### Stored data
○ ○ ○ ○ ○

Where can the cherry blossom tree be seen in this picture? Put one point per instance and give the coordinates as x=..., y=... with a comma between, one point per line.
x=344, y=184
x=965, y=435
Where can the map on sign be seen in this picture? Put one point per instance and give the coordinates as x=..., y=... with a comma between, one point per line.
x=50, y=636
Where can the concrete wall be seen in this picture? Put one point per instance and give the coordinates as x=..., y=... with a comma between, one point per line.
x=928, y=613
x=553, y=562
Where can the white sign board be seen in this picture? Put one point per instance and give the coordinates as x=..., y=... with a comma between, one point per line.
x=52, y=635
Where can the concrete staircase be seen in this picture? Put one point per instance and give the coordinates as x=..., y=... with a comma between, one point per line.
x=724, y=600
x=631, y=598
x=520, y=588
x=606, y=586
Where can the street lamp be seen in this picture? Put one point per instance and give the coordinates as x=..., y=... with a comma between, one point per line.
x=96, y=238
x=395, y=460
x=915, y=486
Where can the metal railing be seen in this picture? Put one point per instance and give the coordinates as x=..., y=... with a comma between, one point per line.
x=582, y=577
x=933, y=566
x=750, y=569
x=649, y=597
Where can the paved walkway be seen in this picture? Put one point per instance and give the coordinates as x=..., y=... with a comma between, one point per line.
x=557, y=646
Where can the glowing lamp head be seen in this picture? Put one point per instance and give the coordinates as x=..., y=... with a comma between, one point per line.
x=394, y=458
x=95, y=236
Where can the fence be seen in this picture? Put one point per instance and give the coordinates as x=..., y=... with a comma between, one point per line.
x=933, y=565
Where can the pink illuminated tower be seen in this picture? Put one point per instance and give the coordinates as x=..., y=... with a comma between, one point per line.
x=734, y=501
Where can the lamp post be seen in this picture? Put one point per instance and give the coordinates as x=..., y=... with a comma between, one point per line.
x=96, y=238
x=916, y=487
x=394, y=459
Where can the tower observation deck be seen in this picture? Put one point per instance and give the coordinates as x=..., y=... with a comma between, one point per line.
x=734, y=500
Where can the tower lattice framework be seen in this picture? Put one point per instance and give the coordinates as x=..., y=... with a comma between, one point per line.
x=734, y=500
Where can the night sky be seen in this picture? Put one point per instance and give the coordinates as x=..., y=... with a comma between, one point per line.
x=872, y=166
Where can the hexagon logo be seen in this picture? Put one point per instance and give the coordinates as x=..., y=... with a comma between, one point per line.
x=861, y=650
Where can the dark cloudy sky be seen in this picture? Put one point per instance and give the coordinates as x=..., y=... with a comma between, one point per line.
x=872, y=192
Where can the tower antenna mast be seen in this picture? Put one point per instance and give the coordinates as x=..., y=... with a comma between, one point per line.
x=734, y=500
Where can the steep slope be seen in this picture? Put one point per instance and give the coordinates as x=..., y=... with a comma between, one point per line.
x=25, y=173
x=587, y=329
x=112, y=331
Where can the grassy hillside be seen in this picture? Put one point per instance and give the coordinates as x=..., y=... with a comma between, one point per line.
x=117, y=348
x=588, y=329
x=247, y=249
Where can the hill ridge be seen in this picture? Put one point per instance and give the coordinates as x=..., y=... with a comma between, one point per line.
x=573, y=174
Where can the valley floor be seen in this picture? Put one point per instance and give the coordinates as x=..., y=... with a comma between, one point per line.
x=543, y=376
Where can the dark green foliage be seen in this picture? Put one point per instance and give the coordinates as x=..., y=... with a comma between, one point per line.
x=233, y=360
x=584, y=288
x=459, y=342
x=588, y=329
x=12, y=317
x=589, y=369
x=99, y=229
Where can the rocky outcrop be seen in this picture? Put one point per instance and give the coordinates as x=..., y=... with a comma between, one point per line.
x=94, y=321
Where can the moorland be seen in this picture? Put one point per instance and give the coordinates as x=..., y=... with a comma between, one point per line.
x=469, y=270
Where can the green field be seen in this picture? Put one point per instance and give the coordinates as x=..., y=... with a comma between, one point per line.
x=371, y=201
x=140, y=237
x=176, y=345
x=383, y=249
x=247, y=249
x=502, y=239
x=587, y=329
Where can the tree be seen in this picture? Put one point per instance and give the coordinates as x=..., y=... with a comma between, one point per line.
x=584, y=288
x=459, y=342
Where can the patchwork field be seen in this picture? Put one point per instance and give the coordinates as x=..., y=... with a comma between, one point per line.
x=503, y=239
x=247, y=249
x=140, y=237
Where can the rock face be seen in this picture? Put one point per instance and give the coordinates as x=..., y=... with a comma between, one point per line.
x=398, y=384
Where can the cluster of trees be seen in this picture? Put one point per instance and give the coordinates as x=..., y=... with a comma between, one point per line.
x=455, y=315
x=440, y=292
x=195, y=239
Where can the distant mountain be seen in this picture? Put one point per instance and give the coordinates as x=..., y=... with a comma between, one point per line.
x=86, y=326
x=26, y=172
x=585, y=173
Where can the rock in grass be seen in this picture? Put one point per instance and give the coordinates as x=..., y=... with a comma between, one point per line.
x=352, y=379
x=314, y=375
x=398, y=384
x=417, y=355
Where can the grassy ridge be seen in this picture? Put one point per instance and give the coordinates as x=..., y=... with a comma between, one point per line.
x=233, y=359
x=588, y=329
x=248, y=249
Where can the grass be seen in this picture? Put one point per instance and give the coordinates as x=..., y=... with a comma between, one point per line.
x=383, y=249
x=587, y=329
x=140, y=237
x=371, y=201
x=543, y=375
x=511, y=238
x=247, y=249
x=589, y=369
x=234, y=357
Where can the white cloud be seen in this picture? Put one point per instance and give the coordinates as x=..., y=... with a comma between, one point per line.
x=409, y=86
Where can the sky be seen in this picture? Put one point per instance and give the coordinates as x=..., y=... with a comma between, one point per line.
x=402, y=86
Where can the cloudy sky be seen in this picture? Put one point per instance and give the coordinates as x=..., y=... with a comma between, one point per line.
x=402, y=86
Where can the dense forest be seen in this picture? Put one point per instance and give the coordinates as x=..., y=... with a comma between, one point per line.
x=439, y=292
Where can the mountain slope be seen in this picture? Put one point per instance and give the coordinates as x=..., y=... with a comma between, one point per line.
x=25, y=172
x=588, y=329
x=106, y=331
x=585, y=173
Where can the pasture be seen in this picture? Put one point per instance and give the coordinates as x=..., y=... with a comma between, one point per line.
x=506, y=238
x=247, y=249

○ ○ ○ ○ ○

### Task to complete
Rewrite all the entries above, changing "one point per instance" to "one point for each instance" wherever it occurs and leaving everything else untouched.

### The result
Where can the cherry blossom tree be seen in this picture? Put one point for each instance and give the coordinates as x=..., y=... with a comma between, one point per line.
x=344, y=184
x=965, y=435
Where can the map on sign be seen in this picture? Put one point for each instance and give the coordinates as x=..., y=... with a comma between, one point per line.
x=50, y=636
Where can the concrete wall be seen in this picture? Put one point for each instance and give the coordinates as x=..., y=... with a comma between, one point per line.
x=928, y=613
x=553, y=562
Where can the white sign board be seen in this picture? Put one point for each instance and give the coordinates as x=..., y=... with a comma between, one point per line.
x=52, y=635
Where can the concrete staircase be seen in this picture? Put one point for each instance and give the coordinates as x=..., y=... with a comma between, one point per line.
x=724, y=600
x=631, y=598
x=520, y=588
x=606, y=586
Where can the street lamp be seen in this picture? Put one point for each instance and give the coordinates as x=..., y=... with a comma between, one point per line.
x=96, y=238
x=395, y=460
x=915, y=486
Where can the metal railing be seen in this picture? Put one point for each instance and give the coordinates as x=..., y=... with a comma between, one point per line.
x=582, y=577
x=933, y=566
x=750, y=569
x=649, y=597
Where can the paved walkway be seen in this picture? Put one point for each instance and give the coordinates as x=..., y=... with a comma between, one point per line.
x=557, y=646
Where can the glowing lamp head be seen in this picture? Put one point for each instance and give the coordinates as x=..., y=... with a comma between, one point per line.
x=394, y=458
x=95, y=236
Where can the fence be seen in this picture? Put one point for each instance and give the coordinates as x=..., y=... with a comma between, one point per line.
x=933, y=565
Where can the pink illuminated tower be seen in this picture? Put one point for each instance and give the coordinates as x=..., y=... with a comma between, one point per line.
x=734, y=501
Where can the lamp post be seen in this picture? Put one point for each instance and give the coordinates as x=..., y=... with a comma between, one point per line.
x=96, y=238
x=916, y=487
x=394, y=459
Where can the tower observation deck be seen in this picture? Put one point for each instance and give the coordinates as x=..., y=... with a comma between, one point per line.
x=734, y=500
Where can the tower lattice framework be seen in this picture? Put one point for each instance and give the coordinates as x=..., y=... with a comma between, one point per line.
x=734, y=500
Where can the night sky be seen in this picture? Put one point for each instance and give the coordinates as x=..., y=... with a comma between, one point per line.
x=872, y=166
Where can the hexagon logo be seen in this picture? Put one point for each instance and give the coordinates as x=..., y=... with a comma between, one point per line.
x=861, y=650
Where can the dark cloudy sky be seen in this picture? Put one point for each instance and give the coordinates as x=..., y=... with a comma between, one point per line.
x=872, y=192
Where can the tower antenna mast be seen in this picture? Put one point for each instance and give the coordinates as x=..., y=... with a comma between, one point per line.
x=734, y=500
Where can the steep slope be seen in this picture? Put one point for each instance and give the coordinates as x=..., y=... with a comma between, one point per line.
x=25, y=173
x=587, y=329
x=112, y=331
Where can the grassy hillside be seen in this picture? Put one point for each instance and give the coordinates as x=..., y=... with a comma between, one point per line.
x=117, y=348
x=588, y=329
x=247, y=249
Where can the hill ridge be seen in this picture? Put one point for each instance and give the coordinates as x=..., y=... with a comma between, one point per line.
x=573, y=174
Where can the valley floor be seen in this picture? Put one point for each instance and give the coordinates as x=..., y=... with a comma between, one point per line.
x=543, y=376
Where can the dark green foliage be seen in this picture? Put one point for each instance and give the coordinates as x=..., y=... with a comma between, one point per line.
x=233, y=360
x=584, y=288
x=459, y=342
x=588, y=329
x=12, y=317
x=589, y=369
x=99, y=229
Where can the rocky outcrop be seen in this picture? Put one point for each instance and give the coordinates as x=..., y=... with a comma between, one point per line.
x=94, y=321
Where can the moorland be seen in this picture? Put one point for each instance and give the coordinates as x=..., y=... with a comma between, one point per line.
x=469, y=270
Where can the green field be seen in this picture? Put one point for each instance and give the coordinates as x=..., y=... with a comma between, one point per line.
x=371, y=201
x=140, y=237
x=176, y=345
x=383, y=249
x=247, y=249
x=502, y=239
x=587, y=329
Where can the tree be seen in this picture? Put one point for each instance and give the coordinates as x=..., y=... with a comma between, one point per line.
x=584, y=288
x=459, y=342
Where can the patchwork field be seen in this picture? Put one point for each instance and give the coordinates as x=..., y=... with a comma between, one point per line.
x=503, y=239
x=247, y=249
x=140, y=237
Where can the rock face be seen in this picture? Put one point for each instance and give the coordinates as x=..., y=... with a comma between, one point per line.
x=398, y=384
Where can the cluster of trees be seen in this picture? Put one point for each instance and give the coordinates as x=..., y=... with a comma between, one point per line.
x=455, y=315
x=440, y=292
x=195, y=239
Where can the distant mountain be seen in this picture? Put one point for each instance and give the coordinates as x=..., y=... with a comma between, one point per line.
x=86, y=326
x=26, y=172
x=585, y=173
Where can the rock in grass be seen in this picture? Put one point for each instance and give the coordinates as x=..., y=... with a comma between, one point per line.
x=352, y=379
x=314, y=375
x=398, y=384
x=417, y=355
Where can the grassy ridge be seen in this picture? Put one point for each instance and give the coordinates as x=..., y=... with a comma between, one point per line.
x=233, y=359
x=588, y=329
x=248, y=249
Where can the grass be seen in this picture? Put one point for each instance and give the coordinates as x=..., y=... with a comma between, one point per line.
x=383, y=249
x=587, y=329
x=140, y=237
x=371, y=201
x=543, y=375
x=511, y=238
x=247, y=249
x=589, y=369
x=234, y=357
Where can the white cloud be seen in this picture? Put one point for each instance and give the coordinates as x=..., y=... with a comma between, one point per line.
x=409, y=86
Where can the sky be seen in this picture? Put one point for each instance and give the coordinates as x=..., y=... with a comma between, one point per line.
x=402, y=86
Where can the cloudy sky be seen in this picture? Put one point for each instance and give the coordinates as x=..., y=... with a comma between, one point per line.
x=402, y=86
Where can the dense forest be seen in this picture? Put one point for each instance and give the coordinates as x=..., y=... with a comma between, one point per line.
x=439, y=292
Where can the mountain slope be seen in this picture? Put one point for each instance and give the coordinates as x=..., y=... with a comma between, one point per line.
x=25, y=172
x=588, y=329
x=106, y=331
x=585, y=173
Where can the pasture be seen in this picture? Put one point for each instance and give the coordinates as x=..., y=... with a comma between, one point per line.
x=506, y=238
x=247, y=249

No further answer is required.